Output every record below exactly as it appears.

(Dataset items)
---*---

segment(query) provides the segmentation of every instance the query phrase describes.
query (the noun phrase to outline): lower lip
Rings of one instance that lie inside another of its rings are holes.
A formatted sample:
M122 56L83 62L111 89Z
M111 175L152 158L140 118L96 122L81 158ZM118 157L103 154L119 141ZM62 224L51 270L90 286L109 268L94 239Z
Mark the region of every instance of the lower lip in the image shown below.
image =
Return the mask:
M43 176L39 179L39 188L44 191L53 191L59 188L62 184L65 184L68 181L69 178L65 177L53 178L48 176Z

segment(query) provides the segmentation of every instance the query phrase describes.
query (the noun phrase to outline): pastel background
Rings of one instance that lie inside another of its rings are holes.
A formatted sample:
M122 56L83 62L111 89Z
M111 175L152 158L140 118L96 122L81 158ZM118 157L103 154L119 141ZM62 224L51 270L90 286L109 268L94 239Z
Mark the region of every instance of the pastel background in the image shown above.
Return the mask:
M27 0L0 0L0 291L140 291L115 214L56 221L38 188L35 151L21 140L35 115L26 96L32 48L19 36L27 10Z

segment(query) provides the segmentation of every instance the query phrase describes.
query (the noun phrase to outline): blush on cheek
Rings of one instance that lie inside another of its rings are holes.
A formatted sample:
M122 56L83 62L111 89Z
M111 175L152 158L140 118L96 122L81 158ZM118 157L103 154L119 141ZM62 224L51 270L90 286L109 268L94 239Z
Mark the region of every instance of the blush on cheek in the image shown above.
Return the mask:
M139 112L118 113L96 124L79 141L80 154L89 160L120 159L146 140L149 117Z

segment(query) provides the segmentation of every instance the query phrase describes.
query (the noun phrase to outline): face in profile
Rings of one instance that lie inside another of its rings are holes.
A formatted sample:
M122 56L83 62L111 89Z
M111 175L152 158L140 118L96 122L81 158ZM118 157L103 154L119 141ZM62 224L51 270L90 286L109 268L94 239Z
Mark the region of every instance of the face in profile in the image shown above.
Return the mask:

---*---

TASK OUTPUT —
segment(query) provides the segmentation of every instance the query phrase describes.
query (the noun phrase to outline): lower lip
Rings of one instance that lie inside another of its rings are holes.
A formatted sample:
M122 56L83 62L111 89Z
M111 175L152 158L140 118L96 122L81 158ZM118 157L103 154L119 141ZM62 224L51 270L90 286L109 268L94 239Z
Mark the region of every instance of the lower lip in the image shown below.
image =
Return the mask:
M43 176L39 179L39 188L44 191L53 191L59 188L62 184L65 184L68 181L69 178L65 177L53 178L48 176Z

segment(query) provides the segmentation of every instance the query phrase describes.
query (the noun phrase to outline): pastel background
Rings of one instance that lie inside another of its rings are holes.
A formatted sample:
M122 56L83 62L111 89Z
M111 175L152 158L140 118L96 122L81 158ZM118 157L103 154L119 141ZM62 224L51 270L90 286L109 268L94 239Z
Mark the region of every instance of the pastel background in the image shown above.
Return the mask:
M27 0L0 0L0 291L140 291L115 214L56 221L38 188L35 151L21 140L35 115L26 96L32 48L19 36L27 10Z

segment(query) provides the segmentation of every instance the query phrase describes.
query (the noun phrase to outline): blush on cheek
Rings of one instance that lie inside another of its rings are holes.
A formatted sample:
M122 56L83 62L111 89Z
M111 175L152 158L140 118L96 122L81 158ZM118 157L103 154L119 141ZM62 224L51 270L90 286L109 268L94 239Z
Mark the region of every instance of the blush on cheek in the image shown above.
Return the mask:
M139 112L118 113L96 124L79 141L80 154L89 160L120 159L146 140L149 117Z

segment(query) provides the segmentation of every instance the query phrase describes.
query (the noun phrase to outline): face in profile
Rings of one instance that lie inside another of its rings are holes.
A formatted sample:
M122 56L83 62L111 89Z
M111 175L152 158L140 118L96 122L81 158ZM118 157L103 154L119 141ZM62 224L51 270L90 286L109 268L94 239Z
Mark the region of every instance of the face in profile in the image shown above.
Return the mask:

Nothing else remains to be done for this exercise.